## [ACTIVITIES]
1. From the passage on Christ and the Bible below, write out word for word the stretch from "It holds up" through "for the future.".
2. Answer these questions using the passage on Christ and the Bible below:
(a) According to the passage, what stood behind Pilate?
(b) What does the Bible provide for those who are weary with age?
(c) To where does the Bible carry the call of the Saviour?

━━ DOCUMENT SEGMENT ━━

Here, face to face, stood Pilate and Christ, the representatives of the two opposing forces that have ever contended for dominion in the world. Pilate was the personification of force; behind him was the Roman government, undisputed ruler of the then known world, supported by its invincible legions. Before Pilate stood Christ, the embodiment of love—unarmed, alone. And force triumphed; they nailed Him to the cross, and the mob that had assembled to witness His sufferings, mocked and jeered and said: "He is dead." But from that day the power of Caesar waned and the power of Christ increased. In a few centuries the Roman government was gone and its legions forgotten, while the Apostle of Love has become the greatest fact in history and the growing figure of all time.
Who will estimate the Bible's value to society? It is our only guide. It contains milk for the young and nourishing food for every year of life's journey; it is manna for those who travel in the wilderness; and it provides a staff for those who are weary with age. It satisfies the heart's longings for a knowledge of God; it gives a meaning to existence and supplies a working plan to each human being.
It holds up before us ideals that are within sight of the weakest and the lowliest, and yet so high that the best and the noblest are kept with their faces turned ever upward. It carries the call of the Saviour to the remotest corners of the earth; on its pages are written the assurances of the present and our hopes for the future.

━━━
━━ DATA SECTION ━━

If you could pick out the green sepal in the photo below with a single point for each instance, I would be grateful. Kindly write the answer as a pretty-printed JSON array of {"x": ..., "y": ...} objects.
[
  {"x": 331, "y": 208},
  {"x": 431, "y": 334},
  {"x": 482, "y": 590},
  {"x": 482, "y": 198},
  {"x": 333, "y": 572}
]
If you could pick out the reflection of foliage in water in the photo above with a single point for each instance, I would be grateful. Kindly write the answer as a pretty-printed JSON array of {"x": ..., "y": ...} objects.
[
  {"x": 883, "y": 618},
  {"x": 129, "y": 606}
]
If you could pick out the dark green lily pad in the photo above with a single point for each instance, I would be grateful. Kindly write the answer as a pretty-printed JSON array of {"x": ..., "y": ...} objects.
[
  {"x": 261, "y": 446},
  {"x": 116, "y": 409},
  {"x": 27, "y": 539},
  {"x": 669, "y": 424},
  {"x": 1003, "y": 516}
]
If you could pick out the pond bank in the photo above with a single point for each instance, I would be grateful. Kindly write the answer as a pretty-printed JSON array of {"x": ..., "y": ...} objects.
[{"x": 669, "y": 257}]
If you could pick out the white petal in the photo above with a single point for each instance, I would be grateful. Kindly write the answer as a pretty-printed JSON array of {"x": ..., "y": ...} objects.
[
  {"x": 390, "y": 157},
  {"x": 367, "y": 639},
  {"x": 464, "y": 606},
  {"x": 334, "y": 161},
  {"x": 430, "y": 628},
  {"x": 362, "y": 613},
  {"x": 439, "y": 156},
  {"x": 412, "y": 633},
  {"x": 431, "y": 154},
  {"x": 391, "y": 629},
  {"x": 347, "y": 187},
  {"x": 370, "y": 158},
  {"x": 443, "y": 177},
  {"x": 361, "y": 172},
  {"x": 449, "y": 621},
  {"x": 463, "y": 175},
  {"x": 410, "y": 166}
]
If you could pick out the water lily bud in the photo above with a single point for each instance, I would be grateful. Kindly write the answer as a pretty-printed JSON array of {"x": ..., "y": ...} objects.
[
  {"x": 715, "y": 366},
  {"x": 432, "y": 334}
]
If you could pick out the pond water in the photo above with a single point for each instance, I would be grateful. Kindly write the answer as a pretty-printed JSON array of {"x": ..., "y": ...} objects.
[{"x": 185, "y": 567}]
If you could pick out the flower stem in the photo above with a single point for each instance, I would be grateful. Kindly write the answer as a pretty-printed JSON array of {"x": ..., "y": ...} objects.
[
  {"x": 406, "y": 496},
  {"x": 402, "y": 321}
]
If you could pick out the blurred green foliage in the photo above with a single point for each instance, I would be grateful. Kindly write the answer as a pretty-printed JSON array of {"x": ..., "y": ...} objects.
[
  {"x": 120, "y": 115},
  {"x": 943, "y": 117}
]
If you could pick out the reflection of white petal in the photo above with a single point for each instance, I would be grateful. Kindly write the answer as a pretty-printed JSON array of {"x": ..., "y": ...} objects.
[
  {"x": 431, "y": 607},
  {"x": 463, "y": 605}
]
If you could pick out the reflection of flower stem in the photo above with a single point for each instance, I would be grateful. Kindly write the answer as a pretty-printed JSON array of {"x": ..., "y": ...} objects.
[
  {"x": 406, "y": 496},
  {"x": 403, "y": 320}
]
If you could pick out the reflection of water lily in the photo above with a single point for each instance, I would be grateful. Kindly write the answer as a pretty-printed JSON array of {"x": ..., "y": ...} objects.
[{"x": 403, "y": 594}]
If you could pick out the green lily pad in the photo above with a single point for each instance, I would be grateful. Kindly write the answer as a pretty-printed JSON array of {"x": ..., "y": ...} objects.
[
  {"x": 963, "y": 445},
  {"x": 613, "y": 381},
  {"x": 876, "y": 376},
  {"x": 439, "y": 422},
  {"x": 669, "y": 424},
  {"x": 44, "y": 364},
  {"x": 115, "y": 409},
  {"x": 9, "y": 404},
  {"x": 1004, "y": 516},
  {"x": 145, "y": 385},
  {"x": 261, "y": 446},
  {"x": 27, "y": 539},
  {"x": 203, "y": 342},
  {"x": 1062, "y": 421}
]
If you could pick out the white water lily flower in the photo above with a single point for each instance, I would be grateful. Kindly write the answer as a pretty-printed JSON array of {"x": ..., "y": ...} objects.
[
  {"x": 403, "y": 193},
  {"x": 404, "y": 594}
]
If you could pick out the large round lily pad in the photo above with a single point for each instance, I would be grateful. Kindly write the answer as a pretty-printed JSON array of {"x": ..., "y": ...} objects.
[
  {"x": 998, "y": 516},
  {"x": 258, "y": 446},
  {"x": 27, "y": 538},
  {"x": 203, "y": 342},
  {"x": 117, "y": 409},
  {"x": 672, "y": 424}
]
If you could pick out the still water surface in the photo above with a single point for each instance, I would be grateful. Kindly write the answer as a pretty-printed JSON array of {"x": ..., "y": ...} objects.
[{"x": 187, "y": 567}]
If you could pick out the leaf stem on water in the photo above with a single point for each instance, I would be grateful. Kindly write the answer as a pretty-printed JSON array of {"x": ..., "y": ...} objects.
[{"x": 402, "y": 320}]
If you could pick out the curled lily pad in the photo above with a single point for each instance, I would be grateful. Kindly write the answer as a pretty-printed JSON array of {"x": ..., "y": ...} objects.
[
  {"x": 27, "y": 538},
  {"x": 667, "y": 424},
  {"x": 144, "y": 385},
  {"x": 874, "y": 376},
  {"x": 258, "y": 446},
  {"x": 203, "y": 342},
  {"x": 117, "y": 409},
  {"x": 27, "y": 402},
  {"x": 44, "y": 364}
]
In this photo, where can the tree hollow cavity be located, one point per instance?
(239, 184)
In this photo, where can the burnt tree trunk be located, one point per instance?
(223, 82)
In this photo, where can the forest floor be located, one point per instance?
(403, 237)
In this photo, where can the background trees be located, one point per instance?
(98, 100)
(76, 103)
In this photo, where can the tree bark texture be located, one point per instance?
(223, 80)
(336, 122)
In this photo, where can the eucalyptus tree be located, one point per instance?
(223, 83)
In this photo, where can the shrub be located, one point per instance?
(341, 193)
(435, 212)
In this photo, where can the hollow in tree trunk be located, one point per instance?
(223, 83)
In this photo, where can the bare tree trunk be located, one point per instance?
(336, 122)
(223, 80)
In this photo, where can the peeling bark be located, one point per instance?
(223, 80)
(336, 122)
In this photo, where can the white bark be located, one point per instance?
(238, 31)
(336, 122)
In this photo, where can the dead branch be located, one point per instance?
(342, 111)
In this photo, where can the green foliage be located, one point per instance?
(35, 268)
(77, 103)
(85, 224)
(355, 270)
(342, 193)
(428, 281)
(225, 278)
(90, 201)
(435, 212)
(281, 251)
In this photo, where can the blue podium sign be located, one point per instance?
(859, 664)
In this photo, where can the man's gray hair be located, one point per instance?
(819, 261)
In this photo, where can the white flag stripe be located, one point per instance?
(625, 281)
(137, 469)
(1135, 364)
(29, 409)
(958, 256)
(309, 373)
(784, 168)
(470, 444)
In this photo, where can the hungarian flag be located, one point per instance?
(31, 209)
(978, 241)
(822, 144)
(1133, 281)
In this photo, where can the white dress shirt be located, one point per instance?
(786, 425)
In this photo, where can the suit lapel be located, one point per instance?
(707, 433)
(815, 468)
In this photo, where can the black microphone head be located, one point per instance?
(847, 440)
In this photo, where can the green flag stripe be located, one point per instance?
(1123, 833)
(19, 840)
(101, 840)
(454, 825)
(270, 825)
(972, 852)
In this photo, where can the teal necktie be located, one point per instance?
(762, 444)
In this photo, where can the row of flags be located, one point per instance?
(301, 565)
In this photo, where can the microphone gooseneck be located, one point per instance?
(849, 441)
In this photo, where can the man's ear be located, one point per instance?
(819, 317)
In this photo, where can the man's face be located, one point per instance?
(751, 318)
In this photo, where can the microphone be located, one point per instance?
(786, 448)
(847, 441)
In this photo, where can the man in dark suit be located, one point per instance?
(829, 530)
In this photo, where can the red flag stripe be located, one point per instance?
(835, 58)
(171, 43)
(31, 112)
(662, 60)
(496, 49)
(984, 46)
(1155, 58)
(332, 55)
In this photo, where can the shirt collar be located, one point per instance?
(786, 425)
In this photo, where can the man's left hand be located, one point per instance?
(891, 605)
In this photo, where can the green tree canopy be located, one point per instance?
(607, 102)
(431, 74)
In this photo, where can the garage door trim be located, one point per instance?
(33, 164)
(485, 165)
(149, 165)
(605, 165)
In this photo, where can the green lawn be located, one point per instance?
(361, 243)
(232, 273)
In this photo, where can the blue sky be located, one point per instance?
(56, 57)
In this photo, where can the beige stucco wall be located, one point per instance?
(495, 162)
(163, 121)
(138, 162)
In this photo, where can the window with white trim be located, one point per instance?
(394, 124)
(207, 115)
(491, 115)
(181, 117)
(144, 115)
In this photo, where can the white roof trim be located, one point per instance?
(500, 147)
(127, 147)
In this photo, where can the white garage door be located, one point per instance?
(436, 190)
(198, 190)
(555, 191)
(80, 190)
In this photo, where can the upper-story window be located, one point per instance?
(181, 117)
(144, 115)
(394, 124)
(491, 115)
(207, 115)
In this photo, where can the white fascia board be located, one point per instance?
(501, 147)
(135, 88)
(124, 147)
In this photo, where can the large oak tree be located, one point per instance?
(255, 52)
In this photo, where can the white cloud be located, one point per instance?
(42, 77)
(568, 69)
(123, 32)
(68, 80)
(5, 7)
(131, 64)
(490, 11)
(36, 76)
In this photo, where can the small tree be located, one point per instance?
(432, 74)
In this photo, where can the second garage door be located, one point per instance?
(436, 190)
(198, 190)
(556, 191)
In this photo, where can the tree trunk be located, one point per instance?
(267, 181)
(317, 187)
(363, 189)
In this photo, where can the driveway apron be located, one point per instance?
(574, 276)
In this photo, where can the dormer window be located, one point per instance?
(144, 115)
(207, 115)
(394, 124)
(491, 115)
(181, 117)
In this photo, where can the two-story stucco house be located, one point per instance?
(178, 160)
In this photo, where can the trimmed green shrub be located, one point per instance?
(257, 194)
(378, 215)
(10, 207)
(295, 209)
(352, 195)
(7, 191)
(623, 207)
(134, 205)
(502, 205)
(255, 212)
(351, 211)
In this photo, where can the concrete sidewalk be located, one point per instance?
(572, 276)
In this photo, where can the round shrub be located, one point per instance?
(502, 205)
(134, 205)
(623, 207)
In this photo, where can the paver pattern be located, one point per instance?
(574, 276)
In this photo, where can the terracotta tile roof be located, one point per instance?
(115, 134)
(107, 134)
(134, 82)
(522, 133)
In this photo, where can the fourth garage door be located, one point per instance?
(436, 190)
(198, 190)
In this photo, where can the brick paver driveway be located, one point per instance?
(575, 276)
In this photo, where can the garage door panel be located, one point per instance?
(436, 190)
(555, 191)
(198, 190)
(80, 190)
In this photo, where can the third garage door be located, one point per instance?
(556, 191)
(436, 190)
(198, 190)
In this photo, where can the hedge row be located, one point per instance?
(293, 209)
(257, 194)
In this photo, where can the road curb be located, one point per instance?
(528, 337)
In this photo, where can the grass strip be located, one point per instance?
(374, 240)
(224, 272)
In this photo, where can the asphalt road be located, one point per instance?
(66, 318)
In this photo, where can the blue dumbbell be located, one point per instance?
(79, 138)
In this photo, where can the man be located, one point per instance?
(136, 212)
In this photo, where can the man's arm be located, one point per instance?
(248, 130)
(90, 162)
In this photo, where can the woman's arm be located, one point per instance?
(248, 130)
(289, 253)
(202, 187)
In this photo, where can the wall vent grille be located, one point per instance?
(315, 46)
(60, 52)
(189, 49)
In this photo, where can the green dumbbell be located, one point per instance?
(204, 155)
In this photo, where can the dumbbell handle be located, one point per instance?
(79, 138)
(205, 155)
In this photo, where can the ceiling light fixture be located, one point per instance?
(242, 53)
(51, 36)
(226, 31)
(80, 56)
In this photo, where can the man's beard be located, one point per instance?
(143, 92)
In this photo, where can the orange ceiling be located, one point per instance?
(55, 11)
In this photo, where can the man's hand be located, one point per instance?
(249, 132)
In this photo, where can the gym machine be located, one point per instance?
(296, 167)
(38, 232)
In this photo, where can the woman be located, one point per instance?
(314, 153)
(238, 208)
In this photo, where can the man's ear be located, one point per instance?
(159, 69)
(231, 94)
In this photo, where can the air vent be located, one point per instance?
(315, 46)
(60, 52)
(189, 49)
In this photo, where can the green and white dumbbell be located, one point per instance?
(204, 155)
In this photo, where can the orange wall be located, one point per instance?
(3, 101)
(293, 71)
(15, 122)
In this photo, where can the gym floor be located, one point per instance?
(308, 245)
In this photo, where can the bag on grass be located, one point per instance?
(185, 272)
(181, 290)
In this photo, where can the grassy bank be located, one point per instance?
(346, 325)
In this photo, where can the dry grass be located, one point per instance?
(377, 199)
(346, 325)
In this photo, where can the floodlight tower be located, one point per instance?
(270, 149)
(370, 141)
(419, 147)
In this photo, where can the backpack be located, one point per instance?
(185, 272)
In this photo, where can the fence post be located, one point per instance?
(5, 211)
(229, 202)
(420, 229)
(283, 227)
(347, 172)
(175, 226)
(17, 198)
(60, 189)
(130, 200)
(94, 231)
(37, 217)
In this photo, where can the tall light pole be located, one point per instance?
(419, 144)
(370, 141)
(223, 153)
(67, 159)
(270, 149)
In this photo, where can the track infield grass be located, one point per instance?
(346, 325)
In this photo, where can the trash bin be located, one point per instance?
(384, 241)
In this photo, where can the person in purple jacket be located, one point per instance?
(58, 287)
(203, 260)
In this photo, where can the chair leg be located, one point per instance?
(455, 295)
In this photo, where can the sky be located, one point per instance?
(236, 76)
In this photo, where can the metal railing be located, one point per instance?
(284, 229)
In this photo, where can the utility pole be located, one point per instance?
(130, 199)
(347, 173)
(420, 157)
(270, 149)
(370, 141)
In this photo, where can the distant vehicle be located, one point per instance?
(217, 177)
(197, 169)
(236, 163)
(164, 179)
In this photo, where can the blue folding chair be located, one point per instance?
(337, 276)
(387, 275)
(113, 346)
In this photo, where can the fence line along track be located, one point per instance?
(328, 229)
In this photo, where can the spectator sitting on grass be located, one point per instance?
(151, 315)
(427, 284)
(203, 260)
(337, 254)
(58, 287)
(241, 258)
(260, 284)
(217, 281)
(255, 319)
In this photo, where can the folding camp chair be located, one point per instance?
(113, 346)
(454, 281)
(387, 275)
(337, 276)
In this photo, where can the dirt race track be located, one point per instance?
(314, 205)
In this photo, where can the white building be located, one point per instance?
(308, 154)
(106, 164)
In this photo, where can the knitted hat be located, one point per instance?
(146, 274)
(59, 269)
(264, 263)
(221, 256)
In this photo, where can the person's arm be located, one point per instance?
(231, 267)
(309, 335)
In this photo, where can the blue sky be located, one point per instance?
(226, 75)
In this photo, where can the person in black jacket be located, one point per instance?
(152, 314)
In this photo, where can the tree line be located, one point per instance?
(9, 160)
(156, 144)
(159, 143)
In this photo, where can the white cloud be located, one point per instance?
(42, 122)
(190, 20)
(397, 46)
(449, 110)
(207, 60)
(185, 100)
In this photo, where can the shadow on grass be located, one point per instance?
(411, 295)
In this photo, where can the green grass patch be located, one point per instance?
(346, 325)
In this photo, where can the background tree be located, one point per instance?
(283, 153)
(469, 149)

━━━

## [REPLIES]
1.
It holds up before us ideals that are within sight of the weakest and the lowliest, and yet so high that the best and the noblest are kept with their faces turned ever upward. It carries the call of the Saviour to the remotest corners of the earth; on its pages are written the assurances of the present and our hopes for the future.

2.
(a) The Roman government, undisputed ruler of the then known world, supported by its invincible legions.
(b) A staff.
(c) To the remotest corners of the earth.